◆ TEXT ◆
--------

Cambridge Index falls 6.9%

Mounting speculation that Greece might exit from the Euro bloc, worries about the ailing Spanish banking system and slowdown in the Chinese economy raised concerns over global economic growth, causing global equity markets to drop sharply during the week. The Cambridge Index fell 6.9% or 694.8 points to 9,332.2, with all of the top ten index heavyweights ending in the red.

ARM Holdings, down 7.3%, announced that it expects companies making ARM-based chips to tap about 10% to 20% of the notebook PC market by 2014 or 2015. Johnson Matthey, down 8.3%, announced that demand for platinum grew marginally, while demand for palladium dropped in 2011.

Kier Group, down 1.6%, announced that the group remains on track to meet its expectations for the current financial year and is performing well in the current market. CSR, down 9.6%, announced that its Chief Technology Officer, Dr. Steven D. Gray has been appointed to the CTO Forum’s executive board.

Cyan Holdings surged 32.4% and emerged as the top gainer in the Cambridge Index, after the company announced that it has received an order exceeding $1.0 million from a major metering customer in India.  HiWave Technologies, up 5.9%, announced that it has launched a touch feedback platform for control panels for everyday household appliances.

Sepura rose 4.9%, after the company announced that it has acquired 3T Communications for an initial cash consideration of €8.0 million. Another prominent gainer was Bango, which rose 1.1%, while Scientific Digital Imaging remained unchanged at 9.8p.

--------

◆ DATA SHOWN ◆
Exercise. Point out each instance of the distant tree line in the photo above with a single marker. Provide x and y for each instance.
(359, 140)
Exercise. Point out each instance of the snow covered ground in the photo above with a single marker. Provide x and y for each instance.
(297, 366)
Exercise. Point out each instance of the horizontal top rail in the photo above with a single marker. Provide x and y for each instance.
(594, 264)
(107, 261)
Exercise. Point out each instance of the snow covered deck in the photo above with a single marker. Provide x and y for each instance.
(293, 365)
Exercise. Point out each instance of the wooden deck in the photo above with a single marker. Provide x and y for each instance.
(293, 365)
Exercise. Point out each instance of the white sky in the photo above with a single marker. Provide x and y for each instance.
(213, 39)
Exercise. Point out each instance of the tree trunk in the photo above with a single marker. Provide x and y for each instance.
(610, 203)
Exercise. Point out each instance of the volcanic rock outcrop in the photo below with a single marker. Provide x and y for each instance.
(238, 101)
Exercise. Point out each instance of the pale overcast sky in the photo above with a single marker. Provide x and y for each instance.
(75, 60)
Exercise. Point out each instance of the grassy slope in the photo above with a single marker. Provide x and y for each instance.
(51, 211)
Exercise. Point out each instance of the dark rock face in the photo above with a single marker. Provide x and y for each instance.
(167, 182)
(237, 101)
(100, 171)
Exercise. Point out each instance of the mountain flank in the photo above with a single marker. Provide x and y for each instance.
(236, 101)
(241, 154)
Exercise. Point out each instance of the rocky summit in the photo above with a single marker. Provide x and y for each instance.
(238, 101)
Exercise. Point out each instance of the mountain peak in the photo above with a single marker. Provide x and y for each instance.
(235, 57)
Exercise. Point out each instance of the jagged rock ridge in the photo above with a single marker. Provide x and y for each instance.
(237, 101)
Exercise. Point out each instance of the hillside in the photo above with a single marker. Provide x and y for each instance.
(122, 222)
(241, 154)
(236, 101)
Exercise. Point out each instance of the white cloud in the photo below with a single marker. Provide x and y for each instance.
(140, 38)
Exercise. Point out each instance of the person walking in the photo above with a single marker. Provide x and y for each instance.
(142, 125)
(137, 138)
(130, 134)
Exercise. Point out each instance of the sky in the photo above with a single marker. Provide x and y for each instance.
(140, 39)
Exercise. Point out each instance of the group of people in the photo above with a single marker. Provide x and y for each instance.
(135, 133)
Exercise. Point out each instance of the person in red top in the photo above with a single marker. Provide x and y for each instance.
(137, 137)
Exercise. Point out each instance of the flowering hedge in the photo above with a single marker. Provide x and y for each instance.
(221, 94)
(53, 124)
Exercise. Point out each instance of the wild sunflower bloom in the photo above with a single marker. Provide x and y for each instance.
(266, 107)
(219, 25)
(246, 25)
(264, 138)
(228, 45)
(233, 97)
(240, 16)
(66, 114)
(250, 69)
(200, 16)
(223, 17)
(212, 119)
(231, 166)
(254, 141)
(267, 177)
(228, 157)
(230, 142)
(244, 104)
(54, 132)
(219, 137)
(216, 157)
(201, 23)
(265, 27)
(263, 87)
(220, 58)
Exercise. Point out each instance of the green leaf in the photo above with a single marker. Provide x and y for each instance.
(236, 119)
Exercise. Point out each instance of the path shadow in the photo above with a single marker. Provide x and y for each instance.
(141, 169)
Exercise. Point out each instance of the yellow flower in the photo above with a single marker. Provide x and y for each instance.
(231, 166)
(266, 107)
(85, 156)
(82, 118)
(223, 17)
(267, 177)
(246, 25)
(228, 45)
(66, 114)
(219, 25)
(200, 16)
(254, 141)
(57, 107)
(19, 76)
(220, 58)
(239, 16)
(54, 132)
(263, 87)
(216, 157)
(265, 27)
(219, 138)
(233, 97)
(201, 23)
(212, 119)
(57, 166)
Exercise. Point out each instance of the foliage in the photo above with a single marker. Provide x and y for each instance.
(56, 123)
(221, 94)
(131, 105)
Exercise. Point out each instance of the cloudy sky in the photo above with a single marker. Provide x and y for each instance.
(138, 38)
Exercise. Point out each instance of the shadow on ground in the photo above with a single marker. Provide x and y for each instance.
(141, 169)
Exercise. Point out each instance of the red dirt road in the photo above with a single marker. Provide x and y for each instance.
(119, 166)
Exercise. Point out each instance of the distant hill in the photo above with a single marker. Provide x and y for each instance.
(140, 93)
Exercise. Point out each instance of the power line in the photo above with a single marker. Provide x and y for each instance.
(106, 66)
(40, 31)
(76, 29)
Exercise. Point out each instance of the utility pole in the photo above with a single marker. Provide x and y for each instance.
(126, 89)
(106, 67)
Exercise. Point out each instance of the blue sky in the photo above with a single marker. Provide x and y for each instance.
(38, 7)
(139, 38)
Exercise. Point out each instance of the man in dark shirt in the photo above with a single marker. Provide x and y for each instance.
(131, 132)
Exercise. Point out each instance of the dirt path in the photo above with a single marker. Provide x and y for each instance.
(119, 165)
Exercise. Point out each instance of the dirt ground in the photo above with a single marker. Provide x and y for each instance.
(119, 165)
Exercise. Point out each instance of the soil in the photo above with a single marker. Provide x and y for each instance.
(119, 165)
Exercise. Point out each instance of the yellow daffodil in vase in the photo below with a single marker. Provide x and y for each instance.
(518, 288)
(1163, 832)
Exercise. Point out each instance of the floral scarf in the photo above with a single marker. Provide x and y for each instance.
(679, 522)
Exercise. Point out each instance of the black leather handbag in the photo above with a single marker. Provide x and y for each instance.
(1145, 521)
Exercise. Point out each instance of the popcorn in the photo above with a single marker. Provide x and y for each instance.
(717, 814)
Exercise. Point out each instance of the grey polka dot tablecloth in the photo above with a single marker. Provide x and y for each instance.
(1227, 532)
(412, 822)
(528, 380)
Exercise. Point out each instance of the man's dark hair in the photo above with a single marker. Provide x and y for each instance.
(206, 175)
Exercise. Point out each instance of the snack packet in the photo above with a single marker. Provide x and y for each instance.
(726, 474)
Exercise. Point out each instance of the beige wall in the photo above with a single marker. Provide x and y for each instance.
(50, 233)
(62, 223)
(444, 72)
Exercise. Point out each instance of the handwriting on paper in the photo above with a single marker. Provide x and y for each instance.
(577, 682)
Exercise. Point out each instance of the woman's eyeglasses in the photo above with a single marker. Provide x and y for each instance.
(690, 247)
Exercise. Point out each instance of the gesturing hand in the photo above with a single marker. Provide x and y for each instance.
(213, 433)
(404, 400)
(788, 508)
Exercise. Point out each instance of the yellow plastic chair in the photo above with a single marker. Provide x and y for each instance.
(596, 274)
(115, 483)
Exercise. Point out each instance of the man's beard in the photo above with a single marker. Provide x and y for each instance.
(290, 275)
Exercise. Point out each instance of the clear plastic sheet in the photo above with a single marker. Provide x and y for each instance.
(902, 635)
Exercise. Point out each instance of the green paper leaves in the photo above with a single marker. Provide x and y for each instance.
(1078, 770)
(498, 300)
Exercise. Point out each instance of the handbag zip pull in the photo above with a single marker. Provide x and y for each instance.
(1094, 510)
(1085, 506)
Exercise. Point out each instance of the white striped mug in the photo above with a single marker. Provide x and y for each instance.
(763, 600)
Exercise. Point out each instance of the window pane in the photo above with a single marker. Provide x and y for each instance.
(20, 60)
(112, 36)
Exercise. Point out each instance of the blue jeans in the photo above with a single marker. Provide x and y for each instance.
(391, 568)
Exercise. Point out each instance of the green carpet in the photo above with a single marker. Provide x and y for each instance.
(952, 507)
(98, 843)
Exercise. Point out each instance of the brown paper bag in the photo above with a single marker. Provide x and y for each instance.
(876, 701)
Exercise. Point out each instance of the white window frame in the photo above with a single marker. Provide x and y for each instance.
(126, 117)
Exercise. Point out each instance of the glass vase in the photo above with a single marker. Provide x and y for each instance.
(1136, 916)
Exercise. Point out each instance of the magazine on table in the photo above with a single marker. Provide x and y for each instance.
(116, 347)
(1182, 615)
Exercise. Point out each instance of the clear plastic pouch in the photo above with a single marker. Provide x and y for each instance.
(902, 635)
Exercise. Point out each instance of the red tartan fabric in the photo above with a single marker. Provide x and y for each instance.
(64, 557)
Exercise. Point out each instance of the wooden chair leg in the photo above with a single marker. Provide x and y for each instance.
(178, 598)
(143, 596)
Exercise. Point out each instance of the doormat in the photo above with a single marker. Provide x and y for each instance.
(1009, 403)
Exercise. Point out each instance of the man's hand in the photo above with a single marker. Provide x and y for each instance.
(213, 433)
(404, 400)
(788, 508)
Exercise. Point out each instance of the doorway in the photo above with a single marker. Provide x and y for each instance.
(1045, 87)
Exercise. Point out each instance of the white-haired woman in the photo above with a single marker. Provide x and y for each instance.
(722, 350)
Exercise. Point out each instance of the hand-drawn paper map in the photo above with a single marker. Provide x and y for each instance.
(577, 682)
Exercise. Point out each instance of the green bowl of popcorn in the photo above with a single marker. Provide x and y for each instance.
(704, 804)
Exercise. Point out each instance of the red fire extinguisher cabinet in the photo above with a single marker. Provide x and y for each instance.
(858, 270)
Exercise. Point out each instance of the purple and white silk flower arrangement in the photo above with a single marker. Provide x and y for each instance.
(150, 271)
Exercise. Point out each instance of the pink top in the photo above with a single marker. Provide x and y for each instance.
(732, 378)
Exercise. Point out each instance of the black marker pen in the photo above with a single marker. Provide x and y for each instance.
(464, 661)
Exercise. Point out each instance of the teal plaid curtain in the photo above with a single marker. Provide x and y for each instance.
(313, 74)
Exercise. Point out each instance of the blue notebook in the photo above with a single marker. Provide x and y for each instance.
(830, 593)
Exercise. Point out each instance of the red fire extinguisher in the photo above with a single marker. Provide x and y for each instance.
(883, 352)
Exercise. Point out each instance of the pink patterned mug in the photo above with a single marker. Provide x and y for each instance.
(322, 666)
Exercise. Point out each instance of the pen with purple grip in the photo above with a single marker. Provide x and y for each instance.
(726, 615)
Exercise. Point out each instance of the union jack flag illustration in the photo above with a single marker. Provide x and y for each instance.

--------

◆ JOB ◆
Answer these questions from the Cambridge Index report:
(a) By how many points did the index fall, and at what level did it end?
(b) What order did Cyan Holdings announce it had received?
(c) For what initial cash consideration did Sepura acquire 3T Communications?

◆ SOLUTION FOR THIS EXERCISE ◆
(a) It fell 694.8 points and ended at 9,332.2.
(b) An order exceeding $1.0 million from a major metering customer in India.
(c) €8.0 million.